- What the task requires: Update the items below by replacing "benchmark" with "evaluation" everywhere it appears, and leave everything else unchanged.

Object location annotation data:
%%

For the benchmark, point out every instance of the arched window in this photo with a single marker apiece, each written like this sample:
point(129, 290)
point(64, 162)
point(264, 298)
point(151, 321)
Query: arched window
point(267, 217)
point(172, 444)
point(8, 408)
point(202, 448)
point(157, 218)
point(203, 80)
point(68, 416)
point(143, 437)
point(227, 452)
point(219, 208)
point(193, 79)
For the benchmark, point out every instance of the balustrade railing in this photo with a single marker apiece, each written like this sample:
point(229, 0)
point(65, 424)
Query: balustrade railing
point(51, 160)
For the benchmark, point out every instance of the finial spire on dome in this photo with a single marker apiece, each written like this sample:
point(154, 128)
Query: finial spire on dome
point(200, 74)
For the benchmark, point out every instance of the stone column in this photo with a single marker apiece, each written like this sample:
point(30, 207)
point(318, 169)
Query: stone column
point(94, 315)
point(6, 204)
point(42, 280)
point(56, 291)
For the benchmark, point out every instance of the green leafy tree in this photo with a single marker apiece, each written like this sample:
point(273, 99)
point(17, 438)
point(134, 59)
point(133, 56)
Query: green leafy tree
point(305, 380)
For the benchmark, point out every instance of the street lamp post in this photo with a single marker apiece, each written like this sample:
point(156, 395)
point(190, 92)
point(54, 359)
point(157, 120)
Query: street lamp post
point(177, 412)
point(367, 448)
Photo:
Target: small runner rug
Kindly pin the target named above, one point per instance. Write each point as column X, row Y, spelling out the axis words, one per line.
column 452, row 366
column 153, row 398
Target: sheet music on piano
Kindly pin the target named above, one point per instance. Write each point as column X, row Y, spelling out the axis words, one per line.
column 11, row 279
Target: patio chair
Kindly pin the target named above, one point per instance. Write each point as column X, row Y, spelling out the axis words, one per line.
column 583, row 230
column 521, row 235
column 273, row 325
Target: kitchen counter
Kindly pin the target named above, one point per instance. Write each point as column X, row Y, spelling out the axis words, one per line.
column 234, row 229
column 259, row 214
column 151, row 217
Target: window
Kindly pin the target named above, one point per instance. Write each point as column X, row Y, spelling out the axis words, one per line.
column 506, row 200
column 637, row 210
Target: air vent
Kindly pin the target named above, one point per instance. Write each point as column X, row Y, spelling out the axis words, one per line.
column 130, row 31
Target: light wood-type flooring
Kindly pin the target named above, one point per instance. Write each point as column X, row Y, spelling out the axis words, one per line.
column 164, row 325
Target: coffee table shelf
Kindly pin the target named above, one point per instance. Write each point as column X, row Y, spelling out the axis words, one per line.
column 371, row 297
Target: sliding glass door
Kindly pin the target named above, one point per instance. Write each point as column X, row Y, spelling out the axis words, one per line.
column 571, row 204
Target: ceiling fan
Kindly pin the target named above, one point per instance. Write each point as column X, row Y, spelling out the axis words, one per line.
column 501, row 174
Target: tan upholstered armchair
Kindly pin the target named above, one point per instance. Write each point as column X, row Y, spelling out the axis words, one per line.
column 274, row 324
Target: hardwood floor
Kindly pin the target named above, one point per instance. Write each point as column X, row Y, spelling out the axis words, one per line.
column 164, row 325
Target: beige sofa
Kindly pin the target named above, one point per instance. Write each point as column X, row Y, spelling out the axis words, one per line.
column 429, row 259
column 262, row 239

%%

- Exercise response:
For the evaluation, point out every instance of the arched window in this photo with a single marker apiece, each written like this sample:
point(129, 290)
point(64, 162)
point(264, 298)
point(151, 321)
Query: arched window
point(267, 217)
point(172, 444)
point(8, 408)
point(202, 448)
point(157, 218)
point(203, 80)
point(68, 416)
point(143, 437)
point(227, 452)
point(219, 208)
point(193, 79)
For the evaluation, point out every instance of the balustrade railing in this photo with a single marker apiece, each written like this sample:
point(229, 0)
point(65, 424)
Query: balustrade railing
point(51, 160)
For the evaluation, point out every instance of the finial spire on dome in this photo with a single marker apiece, each written like this sample:
point(154, 128)
Query: finial spire on dome
point(200, 74)
For the evaluation, point out every instance of the stone column in this photo with a single marker apiece, each written like this sample:
point(30, 207)
point(318, 169)
Query: stone column
point(94, 315)
point(6, 204)
point(42, 280)
point(56, 291)
For the evaluation, point out every instance of the green leafy tree in this photo with a single marker apiece, each written like this sample:
point(273, 99)
point(17, 438)
point(134, 59)
point(133, 56)
Query: green leafy tree
point(305, 380)
For the evaluation, point out every instance of the street lamp post in this photo with a single marker apiece, each written like this sample:
point(156, 395)
point(190, 92)
point(54, 359)
point(157, 120)
Query: street lamp post
point(177, 412)
point(367, 448)
Photo:
Target: small runner rug
Kindly pin the target named above, one point per instance. Write each point as column X, row Y, spelling out the axis words, one per line.
column 452, row 366
column 153, row 398
Target: sheet music on piano
Kindly pin the target named above, one point per instance. Write each point as column X, row Y, spelling out the axis words, one per line.
column 11, row 279
Target: patio chair
Kindly pin the target named above, one point per instance. Write each point as column X, row Y, spelling out the axis words, one per line.
column 583, row 230
column 521, row 235
column 273, row 325
Target: kitchen counter
Kindly pin the target named above, one point per instance. Write each point as column X, row Y, spelling out the axis words, one per line.
column 234, row 229
column 259, row 214
column 151, row 217
Target: window
Kindly pin the target named above, one point per instance. Write each point as column X, row Y, spelling out the axis words, one per line.
column 506, row 200
column 637, row 210
Target: air vent
Kindly pin the target named above, one point per instance. Write each point as column X, row Y, spelling out the axis words, one per line.
column 130, row 31
Target: light wood-type flooring
Kindly pin the target named above, one point per instance. Write each point as column X, row Y, spelling out the axis words, one per line.
column 164, row 325
Target: coffee table shelf
Kindly pin the target named above, one point per instance. Write each point as column X, row Y, spelling out the axis words, one per line.
column 371, row 297
Target: sliding glass door
Kindly pin the target named above, one point per instance. Write each point as column X, row Y, spelling out the axis words, one per line.
column 571, row 204
Target: ceiling fan
Kindly pin the target named above, one point per instance. Write each point as column X, row Y, spelling out the axis words, one per line.
column 501, row 174
Target: tan upholstered armchair
Kindly pin the target named above, one point per instance. Write each point as column X, row Y, spelling out the axis words, one per line.
column 274, row 324
Target: hardwood floor
Kindly pin the target named above, one point per instance. Write each point as column X, row Y, spelling out the axis words, one per line.
column 164, row 325
Target: beige sofa
Kindly pin the target named above, one point per instance. Write each point as column X, row Y, spelling out the axis words, one per line.
column 429, row 259
column 262, row 239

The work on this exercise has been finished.